- 課題の内容:
1 - てんとうむしばたけ便りについて、次の問いに答えよ。
(a) セイタカアワダチ草は元はどこからやってきた外来種だとされているか。
(b) ススキとセイタカアワダチ草は、それぞれ何科か。
(c) ビニールハウスの天井に張る遮光ネットの遮光率は何%か。
2 - てんとうむしばたけ便りを、最後の文のあとから書き継げ。

- 掲載文:
==================================================
月刊てんとうむしばたけ便り(第116号10/26)
10月も終わりになり、ようやく秋らしい気候になりましたね。と言っても、まだ半袖がちょうど良い日もあったり…。
畑のまわりや河川敷では、セイタカアワダチ草の黄色い花がいっぱい咲いています。
先日、韓国の方が取材に来られた時、「日本の秋は黄色が鮮やかでいいですね!」と、セイタカアワダチ草の花を感心されていました。
「あれ?韓国にはセイタカアワダチ草は生えていないのですか?」
「そうなんです。日本のどこへ行ってもきれいに咲いているし、名前も知りませんでした。」
「元はアメリカからやってきた外来種で、日本には戦後広がったそうですよ。」
日本も韓国も同じ東アジアの気候なのに、広がりが違うのは不思議ですね。
ミツバチにとって、秋は蜜を出す花が少ないので、大量に咲く蜜のあるセイタカアワダチ草はとってもステキな食料だそうです。そのため、韓国の養蜂家は秋が大変だとか…。
(日本の養蜂家の話では、セイタカアワダチ草のハチミツは美味しくないらしいです。韓国の養蜂家からすれば羨ましいかぎりだとか…)
日本古来の秋の風景と言えば、ススキ!
一時期ススキもセイタカアワダチ草に追いやられて激減して問題になっていました。
ところが、セイタカアワダチ草は同じ土地に何十年も育っていると、連作障害が出て再びススキが各地に復活し、今では共存しています。
ちなみに、ススキはイネ科、セイタカアワダチ草はキク科。イネ科とキク科の混植は、野菜と同じく相性がいいコンパニオンプランツなのです。
~○~○~この夏の決済(てんきと、やさい)~○~○~
夏、これほど暑く、そして雨の全く降らない年は経験のない厳しい夏でした。
夏の人気野菜と言えば、トマト!てんとうむしばたけでは、大玉、中玉、プチ、全部で4種類のトマトを育てています。
トマトは雨が苦手なので、ビニールハウスの中で雨除け栽培。
ビニールハウス内は雨がかからない代わりにかなりの高温になります。
そこで、遮光ネット(遮光率20%)をビニールハウスの天井に張ることで、ちょうど良い温度にできていました。
ところが、ここ5年位前から温暖化が厳しくなり、大玉トマトはお盆までで終わり、暑さにより強いプチトマトもお盆を乗り越えるのが辛くなってきたのです。
==================================================
- 与えられたデータ:
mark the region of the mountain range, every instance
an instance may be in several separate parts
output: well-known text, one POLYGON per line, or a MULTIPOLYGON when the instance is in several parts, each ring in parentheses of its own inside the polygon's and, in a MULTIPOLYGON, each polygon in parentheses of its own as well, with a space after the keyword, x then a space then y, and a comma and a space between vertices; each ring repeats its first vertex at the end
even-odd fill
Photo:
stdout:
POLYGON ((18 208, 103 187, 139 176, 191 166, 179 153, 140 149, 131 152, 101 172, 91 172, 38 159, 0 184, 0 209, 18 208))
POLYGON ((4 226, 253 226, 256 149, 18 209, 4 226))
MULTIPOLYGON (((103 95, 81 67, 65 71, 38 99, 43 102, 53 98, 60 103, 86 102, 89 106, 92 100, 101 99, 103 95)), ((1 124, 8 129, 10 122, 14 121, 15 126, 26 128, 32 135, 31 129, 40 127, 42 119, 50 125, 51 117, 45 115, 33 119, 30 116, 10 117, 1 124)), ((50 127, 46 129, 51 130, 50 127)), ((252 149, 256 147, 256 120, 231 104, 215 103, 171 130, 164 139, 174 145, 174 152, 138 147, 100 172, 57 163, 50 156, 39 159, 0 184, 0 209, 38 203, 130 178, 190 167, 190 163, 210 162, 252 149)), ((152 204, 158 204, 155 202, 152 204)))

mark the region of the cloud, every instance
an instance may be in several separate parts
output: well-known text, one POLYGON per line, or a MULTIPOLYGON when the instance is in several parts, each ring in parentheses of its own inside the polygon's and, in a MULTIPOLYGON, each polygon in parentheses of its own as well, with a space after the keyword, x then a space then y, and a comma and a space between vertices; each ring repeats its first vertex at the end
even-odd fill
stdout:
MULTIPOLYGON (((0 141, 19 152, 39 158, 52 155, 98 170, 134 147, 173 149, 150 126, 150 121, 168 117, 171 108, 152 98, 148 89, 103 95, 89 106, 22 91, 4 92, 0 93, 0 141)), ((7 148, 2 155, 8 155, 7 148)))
==================================================
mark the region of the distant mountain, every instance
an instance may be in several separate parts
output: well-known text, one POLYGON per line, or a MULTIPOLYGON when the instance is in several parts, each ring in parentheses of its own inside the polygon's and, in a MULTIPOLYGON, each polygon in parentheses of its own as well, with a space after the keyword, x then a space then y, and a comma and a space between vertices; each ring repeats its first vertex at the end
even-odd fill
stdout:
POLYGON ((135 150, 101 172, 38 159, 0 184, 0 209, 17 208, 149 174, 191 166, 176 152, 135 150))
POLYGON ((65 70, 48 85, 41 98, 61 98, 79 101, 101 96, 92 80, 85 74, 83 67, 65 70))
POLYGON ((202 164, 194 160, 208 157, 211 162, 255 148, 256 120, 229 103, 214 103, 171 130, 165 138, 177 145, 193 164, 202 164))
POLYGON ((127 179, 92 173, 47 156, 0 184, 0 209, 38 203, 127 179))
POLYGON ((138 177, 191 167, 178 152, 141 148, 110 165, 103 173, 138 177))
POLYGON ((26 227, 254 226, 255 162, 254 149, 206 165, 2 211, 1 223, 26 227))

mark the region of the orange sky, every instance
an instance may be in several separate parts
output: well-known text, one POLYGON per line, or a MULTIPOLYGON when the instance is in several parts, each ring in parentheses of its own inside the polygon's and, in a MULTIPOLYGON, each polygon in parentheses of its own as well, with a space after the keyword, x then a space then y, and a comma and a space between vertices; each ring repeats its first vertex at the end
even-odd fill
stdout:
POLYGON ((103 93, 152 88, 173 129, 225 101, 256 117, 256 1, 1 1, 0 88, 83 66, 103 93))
==================================================
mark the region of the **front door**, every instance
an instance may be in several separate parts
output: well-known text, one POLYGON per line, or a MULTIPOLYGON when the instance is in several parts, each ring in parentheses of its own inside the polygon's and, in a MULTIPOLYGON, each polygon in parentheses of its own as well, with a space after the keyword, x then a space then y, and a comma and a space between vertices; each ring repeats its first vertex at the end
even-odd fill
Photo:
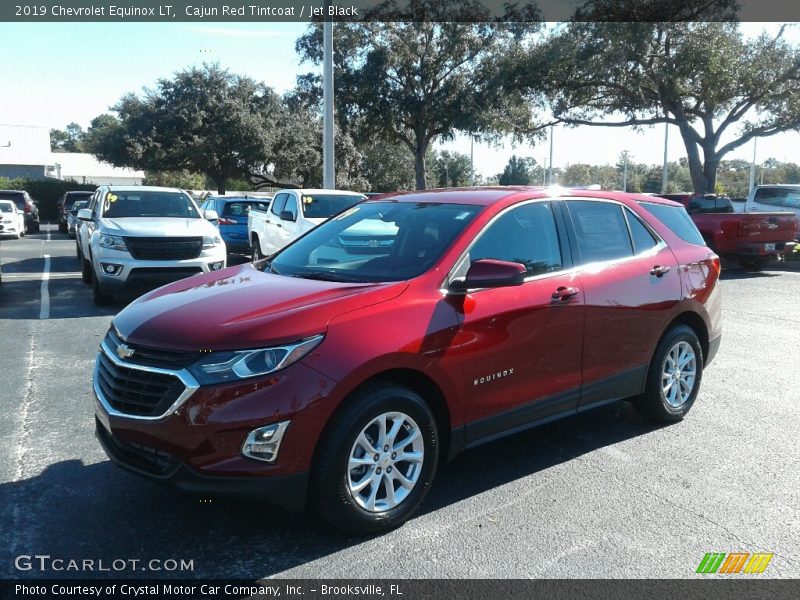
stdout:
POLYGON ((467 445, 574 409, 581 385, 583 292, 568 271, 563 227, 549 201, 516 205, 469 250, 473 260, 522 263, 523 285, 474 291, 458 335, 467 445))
==================================================
- 解答例:
1 -
(a) アメリカ
(b) ススキはイネ科、セイタカアワダチ草はキク科
(c) 20%

2 -
そこで、遮光率30%のネットを新しく購入したところ、ようやく無事夏を乗り越えて、秋までおいしいプチトマトが出荷できました。それでも、温暖化はさらに強く、昨年から再び夏を乗り越えられなくなってきたのです。
野菜栽培において、増収、長期収穫のかなめは、いかに温度を上げられるか…でした。ビニールハウスや黒いビニールマルチは効果的です。でも、それは昔の話!
今はどうやって温度を下げるか…が重要点になってきているのです。
黒ではなく、白いビニールマルチを地面に張って温度を下げる。ビニールハウスの高さをより高くして通気性を良くする。遮光ネットを活用する。スプリンクラーを常設して潅水で温度を下げる。あの手この手で、夏を乗り切る工夫をこらしています。
でもね、実は、温度を上げる工夫に比べて、下げる工夫は2~3倍のコストがかかります。さらに温暖化が進むと、育てるのが難しい野菜も出てくるかもしれません。
秋冬野菜に収穫期を迎えるにんじん、キャベツ、大根は、真夏の炎天下での種まきをして、暑さ厳しい時期に幼少期を過ごします。昨年あたりから、種をまいても発芽しなかったり、小さな芽が暑さで枯れてしまったりして、栽培方法を考えないといけなくなりました。
高温対策は暑さに強い野菜に代えるのも一つの手です。沖縄出身のゴーヤ(苦瓜)!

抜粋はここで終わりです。